● READING TEXT
18.7.5 Cumulative Load Metrics

Cumulative load tracking monitors the total physical stress accumulated over a match, a week, or a season. Key metrics include:

PlayerLoad (Catapult). A proprietary metric derived from the triaxial accelerometer in wearable devices:

$$ \text{PlayerLoad} = \sum_{i=1}^{N-1} \sqrt{(a_{x,i+1} - a_{x,i})^2 + (a_{y,i+1} - a_{y,i})^2 + (a_{z,i+1} - a_{z,i})^2} $$

Total High-Intensity Distance (THID). The sum of all distance covered above the high-speed running threshold.

Acceleration Load. The integral of absolute acceleration over time:

$$ L_{\text{acc}} = \int_0^T |a_{\parallel}(t)| \, dt $$

18.7.6 Acute-to-Chronic Workload Ratio (ACWR)

The ACWR compares recent workload (acute, typically 1 week) to longer-term average workload (chronic, typically 4 weeks):

$$ \text{ACWR} = \frac{W_{\text{acute}}}{W_{\text{chronic}}} $$

where $W$ is a chosen workload metric (total distance, HSRD, PlayerLoad, etc.). An ACWR between 0.8 and 1.3 is generally considered the "sweet spot" for balancing performance and injury risk (Gabbett, 2016). Values above 1.5 indicate a spike in workload that may increase injury risk.

The exponentially weighted moving average (EWMA) version of ACWR assigns higher weight to recent sessions:

$$ W_{\text{EWMA}}^{(n)} = W_n \cdot \lambda + (1 - \lambda) \cdot W_{\text{EWMA}}^{(n-1)} $$

where $\lambda = 2 / (N + 1)$ and $N$ is the time window in days.

def compute_acwr(
    daily_loads: np.ndarray,
    acute_window: int = 7,
    chronic_window: int = 28,
    method: str = "rolling",
) -> np.ndarray:
    """Compute the Acute-to-Chronic Workload Ratio.

    Args:
        daily_loads: Array of daily workload values.
        acute_window: Number of days for the acute window.

● GIVEN DATA
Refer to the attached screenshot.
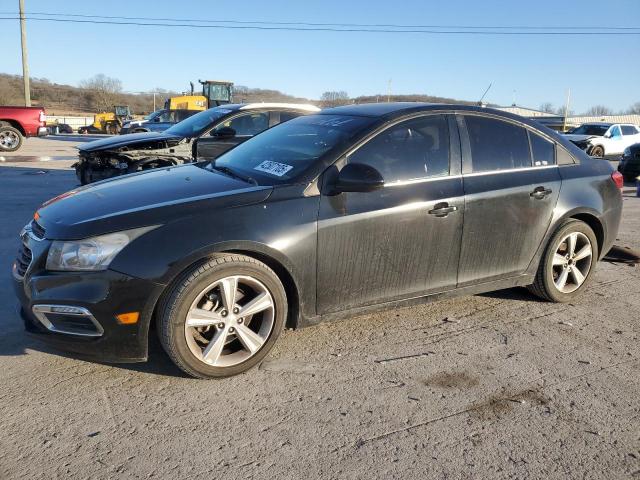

● TASKS AND EXERCISES
a: In the workload metrics text, rewrite the paragraph beginning "where $W$ is a chosen workload metric" as a short bulleted list that keeps its main facts.
b: Answer these questions from the workload metrics text, one per line:
(i) What period does the acute workload typically cover?
(ii) What distance does Total High-Intensity Distance add up?
(iii) What default value does the function give the chronic window?
c: Write the next part of the workload metrics text, starting right after its last line.

● TASK ANSWERS
a:
- $W$ is any chosen workload metric, such as total distance, HSRD, or PlayerLoad.
- An ACWR between 0.8 and 1.3 is generally considered the "sweet spot" for balancing performance and injury risk (Gabbett, 2016).
- Values above 1.5 signal a workload spike that may increase injury risk.

b:
(i) 1 week.
(ii) All distance covered above the high-speed running threshold.
(iii) 28 days.

c:
        chronic_window: Number of days for the chronic window.
        method: 'rolling' for simple rolling average, 'ewma' for
            exponentially weighted moving average.

    Returns:
        Array of ACWR values (NaN where insufficient data).
    """
    n = len(daily_loads)
    acwr = np.full(n, np.nan)

    if method == "rolling":
        for i in range(chronic_window - 1, n):
            acute = np.mean(daily_loads[i - acute_window + 1 : i + 1])
            chronic = np.mean(daily_loads[i - chronic_window + 1 : i + 1])
            if chronic > 0:
                acwr[i] = acute / chronic
    elif method == "ewma":
        lambda_acute = 2 / (acute_window + 1)
        lambda_chronic = 2 / (chronic_window + 1)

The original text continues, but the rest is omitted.